Those things are in development but for us the real important stuff is ensuring that the clinical trials start to go off without a hitch and that we’ve considered all aspects there. We’re also looking at other ways to generate revenue around that drug technology whether it’s value add sort of services that accompany or our core product which is the approved drug delivery and drug product.
WSA: So real briefly here, two more quick questions. I know you’ve got to jump off soon but in terms of your advisory board it kind of reads as the who’smwho of the psychedelic and that type of world. Can you talk a little bit about the team there that you have behind you?
Timothy Ko: Absolutely. Just to start the conversation off we are absolutely blessed to have the people that you’re mentioning our advisers. And so really early on, we understood that passion alone won’t get a drug product developing and out of abundance of humility and understanding that I know a few things in life but there are certainly far smarter people than me.

Extracted entries:
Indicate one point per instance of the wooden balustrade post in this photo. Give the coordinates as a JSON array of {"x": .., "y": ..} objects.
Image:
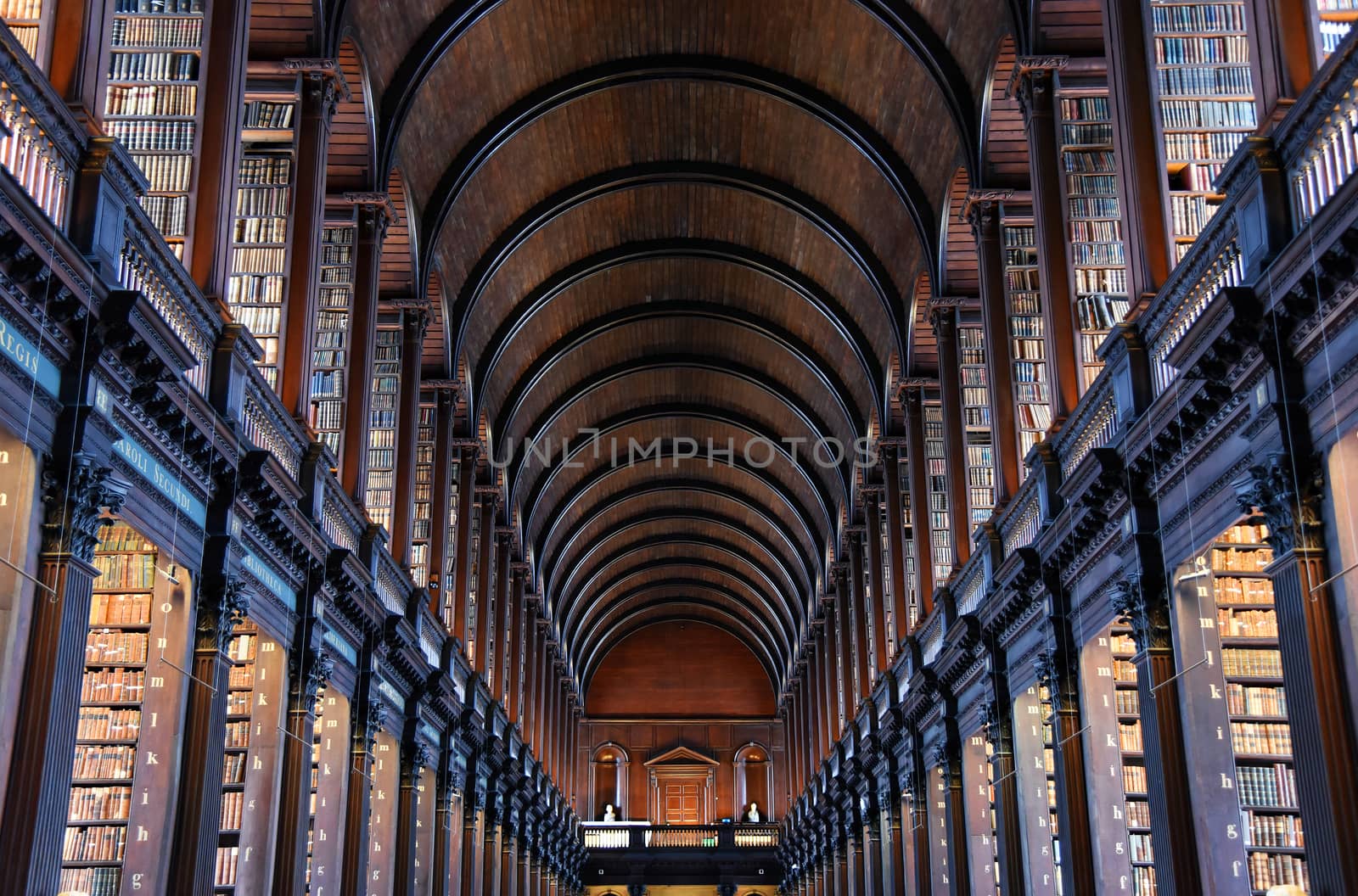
[
  {"x": 321, "y": 90},
  {"x": 363, "y": 336},
  {"x": 984, "y": 215},
  {"x": 38, "y": 792}
]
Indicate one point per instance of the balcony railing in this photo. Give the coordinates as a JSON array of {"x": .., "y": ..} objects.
[{"x": 681, "y": 837}]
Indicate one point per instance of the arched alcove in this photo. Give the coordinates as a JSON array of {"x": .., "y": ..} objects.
[
  {"x": 609, "y": 781},
  {"x": 754, "y": 781}
]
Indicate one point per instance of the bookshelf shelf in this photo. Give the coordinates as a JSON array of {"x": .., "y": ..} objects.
[
  {"x": 975, "y": 412},
  {"x": 1093, "y": 221},
  {"x": 382, "y": 425},
  {"x": 1206, "y": 104},
  {"x": 153, "y": 102},
  {"x": 1027, "y": 333}
]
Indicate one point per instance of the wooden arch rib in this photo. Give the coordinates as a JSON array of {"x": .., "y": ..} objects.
[
  {"x": 659, "y": 613},
  {"x": 898, "y": 18},
  {"x": 665, "y": 173},
  {"x": 805, "y": 98},
  {"x": 819, "y": 300}
]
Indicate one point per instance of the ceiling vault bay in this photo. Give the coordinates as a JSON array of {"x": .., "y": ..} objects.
[{"x": 671, "y": 221}]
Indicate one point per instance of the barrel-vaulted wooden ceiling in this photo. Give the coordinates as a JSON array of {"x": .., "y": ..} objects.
[{"x": 679, "y": 221}]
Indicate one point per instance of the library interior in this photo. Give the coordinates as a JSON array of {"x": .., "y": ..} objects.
[{"x": 678, "y": 448}]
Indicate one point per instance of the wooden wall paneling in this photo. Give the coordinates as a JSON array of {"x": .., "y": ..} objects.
[{"x": 384, "y": 807}]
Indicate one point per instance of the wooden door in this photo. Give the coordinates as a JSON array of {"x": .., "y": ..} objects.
[{"x": 681, "y": 803}]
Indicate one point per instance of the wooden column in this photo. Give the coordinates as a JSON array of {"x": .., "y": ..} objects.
[
  {"x": 948, "y": 757},
  {"x": 1288, "y": 488},
  {"x": 913, "y": 400},
  {"x": 943, "y": 316},
  {"x": 414, "y": 323},
  {"x": 518, "y": 658},
  {"x": 363, "y": 731},
  {"x": 1034, "y": 83},
  {"x": 439, "y": 574},
  {"x": 414, "y": 757},
  {"x": 1058, "y": 674},
  {"x": 316, "y": 112},
  {"x": 473, "y": 821},
  {"x": 997, "y": 719},
  {"x": 363, "y": 334},
  {"x": 462, "y": 574},
  {"x": 485, "y": 584},
  {"x": 896, "y": 546},
  {"x": 1131, "y": 97},
  {"x": 984, "y": 215},
  {"x": 864, "y": 672},
  {"x": 222, "y": 603},
  {"x": 49, "y": 705},
  {"x": 848, "y": 653},
  {"x": 873, "y": 533},
  {"x": 502, "y": 624},
  {"x": 309, "y": 667},
  {"x": 212, "y": 208}
]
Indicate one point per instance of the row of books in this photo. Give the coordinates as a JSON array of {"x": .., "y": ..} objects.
[
  {"x": 255, "y": 288},
  {"x": 260, "y": 230},
  {"x": 160, "y": 7},
  {"x": 1197, "y": 51},
  {"x": 1215, "y": 147},
  {"x": 104, "y": 762},
  {"x": 126, "y": 570},
  {"x": 113, "y": 686},
  {"x": 154, "y": 67},
  {"x": 233, "y": 804},
  {"x": 94, "y": 882},
  {"x": 258, "y": 319},
  {"x": 153, "y": 99},
  {"x": 1199, "y": 17},
  {"x": 1091, "y": 251},
  {"x": 1247, "y": 624},
  {"x": 253, "y": 258},
  {"x": 106, "y": 723},
  {"x": 1088, "y": 160},
  {"x": 1206, "y": 81},
  {"x": 1100, "y": 311},
  {"x": 1113, "y": 280},
  {"x": 1271, "y": 869},
  {"x": 1208, "y": 113},
  {"x": 255, "y": 201},
  {"x": 1273, "y": 830},
  {"x": 99, "y": 804},
  {"x": 1262, "y": 737},
  {"x": 1251, "y": 663},
  {"x": 228, "y": 859},
  {"x": 169, "y": 214},
  {"x": 1271, "y": 787},
  {"x": 1190, "y": 214},
  {"x": 106, "y": 647},
  {"x": 238, "y": 735},
  {"x": 269, "y": 115},
  {"x": 120, "y": 610},
  {"x": 95, "y": 843},
  {"x": 1091, "y": 182},
  {"x": 1086, "y": 135},
  {"x": 166, "y": 173},
  {"x": 158, "y": 31},
  {"x": 20, "y": 10},
  {"x": 1092, "y": 207},
  {"x": 1084, "y": 109},
  {"x": 1240, "y": 560},
  {"x": 269, "y": 170},
  {"x": 1247, "y": 699}
]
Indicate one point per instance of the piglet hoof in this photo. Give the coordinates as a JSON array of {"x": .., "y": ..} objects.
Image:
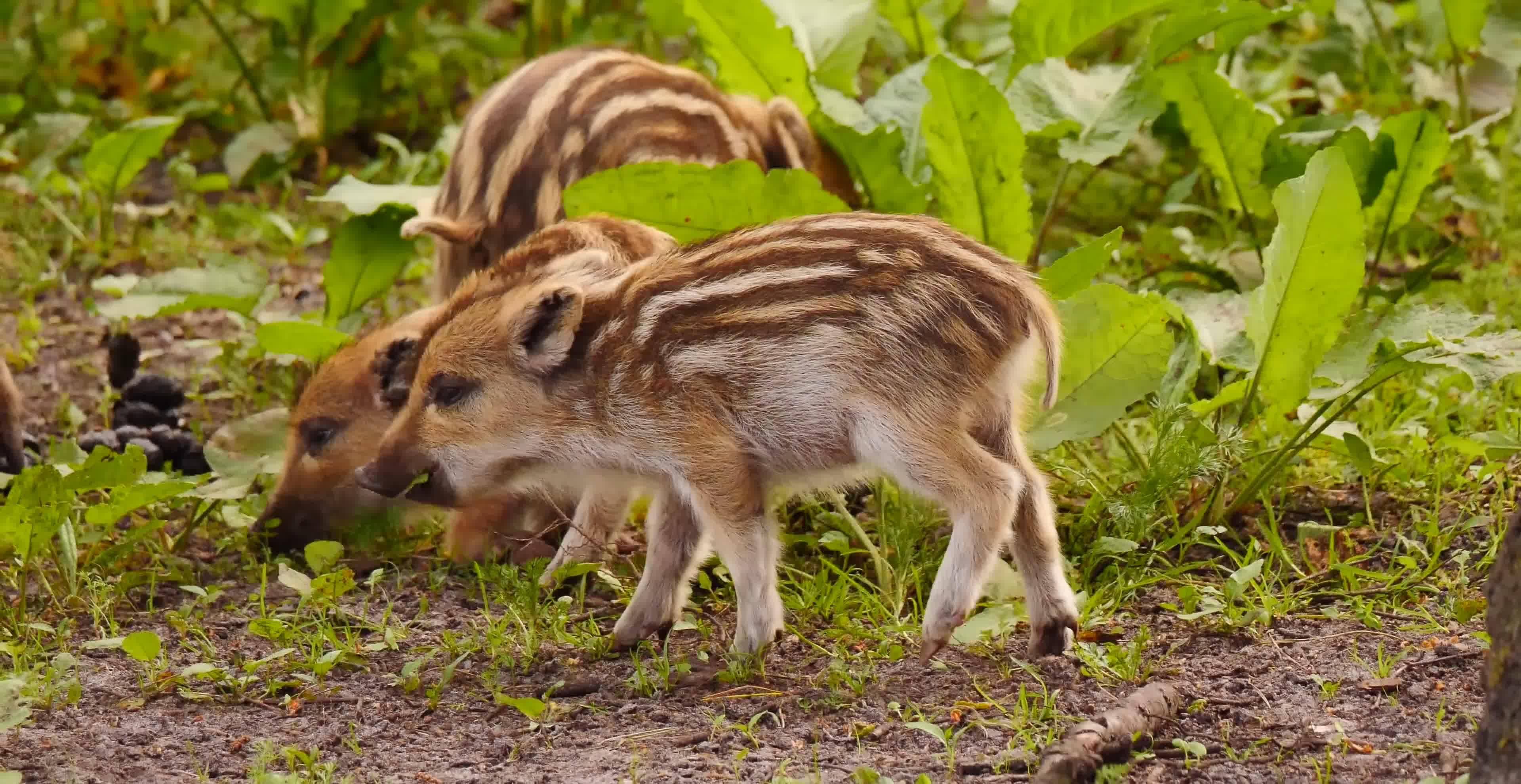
[
  {"x": 566, "y": 557},
  {"x": 1052, "y": 637},
  {"x": 627, "y": 639},
  {"x": 928, "y": 649},
  {"x": 938, "y": 634}
]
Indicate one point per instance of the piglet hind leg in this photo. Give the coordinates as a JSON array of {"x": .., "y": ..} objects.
[
  {"x": 980, "y": 495},
  {"x": 731, "y": 505},
  {"x": 1036, "y": 546},
  {"x": 677, "y": 546}
]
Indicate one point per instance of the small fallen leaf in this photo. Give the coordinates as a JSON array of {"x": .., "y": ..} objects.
[{"x": 1096, "y": 636}]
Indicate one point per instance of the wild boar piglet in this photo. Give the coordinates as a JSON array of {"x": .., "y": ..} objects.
[
  {"x": 554, "y": 121},
  {"x": 799, "y": 354},
  {"x": 349, "y": 402},
  {"x": 583, "y": 110}
]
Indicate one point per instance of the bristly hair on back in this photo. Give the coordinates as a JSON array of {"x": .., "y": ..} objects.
[{"x": 624, "y": 241}]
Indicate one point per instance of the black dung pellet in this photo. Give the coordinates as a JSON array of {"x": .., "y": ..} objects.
[
  {"x": 139, "y": 414},
  {"x": 99, "y": 438},
  {"x": 122, "y": 352},
  {"x": 125, "y": 434},
  {"x": 174, "y": 443},
  {"x": 192, "y": 464},
  {"x": 156, "y": 457},
  {"x": 157, "y": 391}
]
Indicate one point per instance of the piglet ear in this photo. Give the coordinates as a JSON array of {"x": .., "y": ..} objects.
[
  {"x": 543, "y": 329},
  {"x": 445, "y": 228},
  {"x": 795, "y": 145},
  {"x": 790, "y": 143},
  {"x": 393, "y": 368}
]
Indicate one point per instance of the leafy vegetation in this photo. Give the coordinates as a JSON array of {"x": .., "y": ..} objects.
[{"x": 1280, "y": 236}]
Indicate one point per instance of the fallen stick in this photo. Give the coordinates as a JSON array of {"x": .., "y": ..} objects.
[{"x": 1109, "y": 737}]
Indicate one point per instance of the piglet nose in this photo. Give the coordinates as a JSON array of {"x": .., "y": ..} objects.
[{"x": 373, "y": 479}]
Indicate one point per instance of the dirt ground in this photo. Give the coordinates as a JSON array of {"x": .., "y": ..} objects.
[
  {"x": 1255, "y": 704},
  {"x": 1242, "y": 692}
]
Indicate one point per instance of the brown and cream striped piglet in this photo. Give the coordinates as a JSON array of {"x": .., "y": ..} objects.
[
  {"x": 551, "y": 122},
  {"x": 349, "y": 403},
  {"x": 585, "y": 110},
  {"x": 790, "y": 356}
]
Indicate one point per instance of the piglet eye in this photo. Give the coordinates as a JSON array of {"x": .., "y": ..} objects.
[
  {"x": 317, "y": 434},
  {"x": 446, "y": 390}
]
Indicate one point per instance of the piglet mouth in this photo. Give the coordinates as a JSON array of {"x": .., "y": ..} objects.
[{"x": 433, "y": 490}]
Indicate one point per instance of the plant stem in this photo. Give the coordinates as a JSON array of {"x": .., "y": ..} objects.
[
  {"x": 1508, "y": 157},
  {"x": 1306, "y": 435},
  {"x": 238, "y": 57},
  {"x": 1464, "y": 116},
  {"x": 48, "y": 204},
  {"x": 884, "y": 572},
  {"x": 1033, "y": 263},
  {"x": 1129, "y": 444}
]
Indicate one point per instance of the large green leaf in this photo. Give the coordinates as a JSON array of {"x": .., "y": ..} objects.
[
  {"x": 1188, "y": 22},
  {"x": 874, "y": 154},
  {"x": 831, "y": 36},
  {"x": 753, "y": 55},
  {"x": 244, "y": 449},
  {"x": 1290, "y": 147},
  {"x": 694, "y": 201},
  {"x": 105, "y": 468},
  {"x": 919, "y": 22},
  {"x": 1099, "y": 110},
  {"x": 1420, "y": 145},
  {"x": 1452, "y": 27},
  {"x": 1369, "y": 163},
  {"x": 1488, "y": 359},
  {"x": 1312, "y": 272},
  {"x": 1225, "y": 128},
  {"x": 362, "y": 198},
  {"x": 1403, "y": 326},
  {"x": 227, "y": 283},
  {"x": 369, "y": 254},
  {"x": 977, "y": 148},
  {"x": 1219, "y": 321},
  {"x": 257, "y": 149},
  {"x": 1115, "y": 352},
  {"x": 1044, "y": 29},
  {"x": 119, "y": 156},
  {"x": 305, "y": 339},
  {"x": 130, "y": 497},
  {"x": 1076, "y": 271},
  {"x": 901, "y": 104}
]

What this task involves:
Summarize the interview excerpt in two sentences.

Written solution:
Timothy Ko says that, while other things are in development, the priority is making sure the clinical trials go off without a hitch, and that the company is also looking at other ways to generate revenue around its drug technology. Asked about the advisory board, he says the company is blessed to have those advisers, having understood early on that passion alone will not get a drug product developed and that there are far smarter people than him.